_Data shown_:
___
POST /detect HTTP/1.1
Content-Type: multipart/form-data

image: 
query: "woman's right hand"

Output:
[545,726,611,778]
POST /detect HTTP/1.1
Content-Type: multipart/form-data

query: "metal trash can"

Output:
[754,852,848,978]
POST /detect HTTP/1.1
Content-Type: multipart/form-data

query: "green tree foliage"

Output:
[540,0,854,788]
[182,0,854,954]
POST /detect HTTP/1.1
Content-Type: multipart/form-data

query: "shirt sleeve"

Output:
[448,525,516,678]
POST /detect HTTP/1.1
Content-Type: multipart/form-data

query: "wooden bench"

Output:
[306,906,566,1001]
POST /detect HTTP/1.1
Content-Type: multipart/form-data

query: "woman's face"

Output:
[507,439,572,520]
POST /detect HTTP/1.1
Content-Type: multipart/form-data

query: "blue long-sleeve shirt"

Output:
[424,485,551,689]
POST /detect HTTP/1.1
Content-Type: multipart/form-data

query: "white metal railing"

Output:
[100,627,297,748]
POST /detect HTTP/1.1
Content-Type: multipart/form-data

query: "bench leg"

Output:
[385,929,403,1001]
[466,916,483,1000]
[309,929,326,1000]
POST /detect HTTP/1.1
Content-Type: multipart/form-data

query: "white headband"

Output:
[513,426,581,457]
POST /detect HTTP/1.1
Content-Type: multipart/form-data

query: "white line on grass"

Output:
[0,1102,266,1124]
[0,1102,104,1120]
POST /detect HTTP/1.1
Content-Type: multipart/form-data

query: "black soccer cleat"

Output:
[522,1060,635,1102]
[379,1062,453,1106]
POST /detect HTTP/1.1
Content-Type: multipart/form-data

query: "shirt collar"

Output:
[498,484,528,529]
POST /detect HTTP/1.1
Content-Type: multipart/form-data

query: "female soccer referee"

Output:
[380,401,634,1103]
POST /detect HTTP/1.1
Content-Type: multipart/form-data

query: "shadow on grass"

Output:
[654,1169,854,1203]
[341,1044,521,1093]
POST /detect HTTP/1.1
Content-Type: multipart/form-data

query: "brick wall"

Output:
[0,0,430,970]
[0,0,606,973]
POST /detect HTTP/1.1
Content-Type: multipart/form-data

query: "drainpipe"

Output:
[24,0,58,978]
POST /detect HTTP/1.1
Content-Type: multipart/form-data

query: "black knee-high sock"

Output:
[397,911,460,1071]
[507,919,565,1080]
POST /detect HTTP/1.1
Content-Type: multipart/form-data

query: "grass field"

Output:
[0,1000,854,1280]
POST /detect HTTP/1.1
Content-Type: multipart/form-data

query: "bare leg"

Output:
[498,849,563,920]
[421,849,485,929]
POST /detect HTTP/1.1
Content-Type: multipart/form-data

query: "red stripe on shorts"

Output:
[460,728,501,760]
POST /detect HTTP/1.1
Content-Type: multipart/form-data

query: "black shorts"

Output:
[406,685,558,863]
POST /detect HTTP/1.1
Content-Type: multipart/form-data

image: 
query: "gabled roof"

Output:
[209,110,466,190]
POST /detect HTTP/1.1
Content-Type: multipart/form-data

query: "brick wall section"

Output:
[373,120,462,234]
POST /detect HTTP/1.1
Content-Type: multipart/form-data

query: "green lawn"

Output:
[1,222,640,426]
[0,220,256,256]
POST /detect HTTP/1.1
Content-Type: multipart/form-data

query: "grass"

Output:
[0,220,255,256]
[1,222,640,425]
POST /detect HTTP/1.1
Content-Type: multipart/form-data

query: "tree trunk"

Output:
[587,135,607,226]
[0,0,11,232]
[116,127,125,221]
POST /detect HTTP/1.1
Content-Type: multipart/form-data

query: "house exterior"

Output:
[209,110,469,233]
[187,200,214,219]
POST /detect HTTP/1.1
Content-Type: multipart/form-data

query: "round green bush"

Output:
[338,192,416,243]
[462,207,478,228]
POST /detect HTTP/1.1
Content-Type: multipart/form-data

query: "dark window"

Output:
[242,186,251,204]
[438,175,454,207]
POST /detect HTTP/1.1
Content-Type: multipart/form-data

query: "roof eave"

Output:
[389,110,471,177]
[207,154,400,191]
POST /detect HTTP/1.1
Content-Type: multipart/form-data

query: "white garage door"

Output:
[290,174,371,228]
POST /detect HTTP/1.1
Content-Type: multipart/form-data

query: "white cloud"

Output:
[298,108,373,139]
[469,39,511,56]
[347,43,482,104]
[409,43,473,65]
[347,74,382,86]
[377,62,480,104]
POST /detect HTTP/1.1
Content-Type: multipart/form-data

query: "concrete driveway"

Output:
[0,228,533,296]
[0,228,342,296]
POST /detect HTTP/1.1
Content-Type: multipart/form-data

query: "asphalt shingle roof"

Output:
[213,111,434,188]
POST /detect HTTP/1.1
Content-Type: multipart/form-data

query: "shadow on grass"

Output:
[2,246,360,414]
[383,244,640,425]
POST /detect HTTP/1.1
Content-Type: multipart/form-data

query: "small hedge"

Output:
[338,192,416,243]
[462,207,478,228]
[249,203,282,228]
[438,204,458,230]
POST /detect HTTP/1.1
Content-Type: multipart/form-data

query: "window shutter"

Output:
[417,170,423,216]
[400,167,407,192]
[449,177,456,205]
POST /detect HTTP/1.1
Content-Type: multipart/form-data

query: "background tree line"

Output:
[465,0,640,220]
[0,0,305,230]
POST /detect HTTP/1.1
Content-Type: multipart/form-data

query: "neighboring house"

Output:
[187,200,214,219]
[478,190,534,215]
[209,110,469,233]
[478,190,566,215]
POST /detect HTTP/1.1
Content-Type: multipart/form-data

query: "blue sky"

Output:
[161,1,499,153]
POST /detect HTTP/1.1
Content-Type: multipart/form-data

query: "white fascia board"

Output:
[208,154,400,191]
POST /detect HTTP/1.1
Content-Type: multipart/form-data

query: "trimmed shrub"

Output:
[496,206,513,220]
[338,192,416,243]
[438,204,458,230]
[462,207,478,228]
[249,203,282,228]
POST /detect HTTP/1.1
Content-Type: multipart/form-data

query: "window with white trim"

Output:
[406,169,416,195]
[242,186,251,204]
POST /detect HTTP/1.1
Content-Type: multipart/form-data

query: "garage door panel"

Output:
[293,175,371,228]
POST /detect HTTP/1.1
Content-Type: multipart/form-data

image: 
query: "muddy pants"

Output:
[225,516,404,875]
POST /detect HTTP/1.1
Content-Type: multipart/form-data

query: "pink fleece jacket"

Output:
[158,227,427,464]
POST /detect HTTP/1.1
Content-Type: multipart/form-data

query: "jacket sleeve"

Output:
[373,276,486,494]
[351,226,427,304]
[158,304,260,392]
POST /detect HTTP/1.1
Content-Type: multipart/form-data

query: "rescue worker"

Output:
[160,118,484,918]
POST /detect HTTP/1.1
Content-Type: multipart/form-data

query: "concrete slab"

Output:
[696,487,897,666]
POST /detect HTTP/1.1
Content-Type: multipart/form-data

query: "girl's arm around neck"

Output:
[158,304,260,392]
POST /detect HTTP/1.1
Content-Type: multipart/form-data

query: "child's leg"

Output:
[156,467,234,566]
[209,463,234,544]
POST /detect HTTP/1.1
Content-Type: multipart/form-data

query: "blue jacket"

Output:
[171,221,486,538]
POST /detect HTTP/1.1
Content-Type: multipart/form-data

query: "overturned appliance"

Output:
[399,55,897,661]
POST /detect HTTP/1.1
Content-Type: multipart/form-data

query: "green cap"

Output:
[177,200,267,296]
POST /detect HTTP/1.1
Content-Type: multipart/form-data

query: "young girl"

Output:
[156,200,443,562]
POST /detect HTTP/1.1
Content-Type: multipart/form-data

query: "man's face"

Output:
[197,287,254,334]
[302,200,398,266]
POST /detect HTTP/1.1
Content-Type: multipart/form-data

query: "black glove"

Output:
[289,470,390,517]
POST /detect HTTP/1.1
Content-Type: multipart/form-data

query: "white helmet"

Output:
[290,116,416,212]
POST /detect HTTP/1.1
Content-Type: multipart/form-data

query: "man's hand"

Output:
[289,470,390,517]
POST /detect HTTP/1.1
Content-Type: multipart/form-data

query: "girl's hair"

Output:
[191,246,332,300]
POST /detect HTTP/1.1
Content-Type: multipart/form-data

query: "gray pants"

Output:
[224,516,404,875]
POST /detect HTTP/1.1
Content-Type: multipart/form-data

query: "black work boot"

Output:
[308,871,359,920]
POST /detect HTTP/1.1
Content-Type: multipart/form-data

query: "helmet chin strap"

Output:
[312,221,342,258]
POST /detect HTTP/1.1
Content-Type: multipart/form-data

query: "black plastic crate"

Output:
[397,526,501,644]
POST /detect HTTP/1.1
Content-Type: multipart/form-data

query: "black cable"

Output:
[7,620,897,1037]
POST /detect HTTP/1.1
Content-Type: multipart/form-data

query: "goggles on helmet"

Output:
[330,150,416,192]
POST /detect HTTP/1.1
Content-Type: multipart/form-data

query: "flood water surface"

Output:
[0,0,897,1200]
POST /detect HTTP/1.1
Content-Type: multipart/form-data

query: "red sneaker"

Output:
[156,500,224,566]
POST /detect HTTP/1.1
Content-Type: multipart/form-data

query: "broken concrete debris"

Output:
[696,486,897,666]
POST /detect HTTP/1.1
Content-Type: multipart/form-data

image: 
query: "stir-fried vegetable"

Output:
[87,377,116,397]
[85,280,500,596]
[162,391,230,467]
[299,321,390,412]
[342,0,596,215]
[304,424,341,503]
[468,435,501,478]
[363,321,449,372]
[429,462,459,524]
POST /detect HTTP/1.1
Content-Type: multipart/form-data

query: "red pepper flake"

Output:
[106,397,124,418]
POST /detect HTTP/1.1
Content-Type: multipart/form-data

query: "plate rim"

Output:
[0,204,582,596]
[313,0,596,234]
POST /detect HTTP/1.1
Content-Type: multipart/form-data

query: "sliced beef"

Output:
___
_Set task_: Reproduce verbatim every line from the start of the items up to and including the line containing "[507,439,572,520]".

_Result for this task_:
POST /detect HTTP/1.1
Content-Type: multipart/form-data

image: 
query: "woman's right hand"

Output:
[545,726,611,778]
POST /detect HTTP/1.1
Content-Type: multipart/form-data

query: "metal trash can"

Output:
[754,852,848,978]
POST /detect HTTP/1.1
Content-Type: multipart/form-data

query: "green tree foliage"

Output:
[540,0,854,788]
[182,0,854,954]
POST /detect HTTP/1.1
Content-Type: multipart/form-data

query: "shirt sleeve"

Output:
[448,525,516,678]
POST /detect HTTP/1.1
Content-Type: multipart/form-data

query: "wooden bench"

Output:
[306,906,566,1001]
POST /detect HTTP/1.1
Content-Type: multipart/form-data

query: "woman's face"

Output:
[507,439,572,520]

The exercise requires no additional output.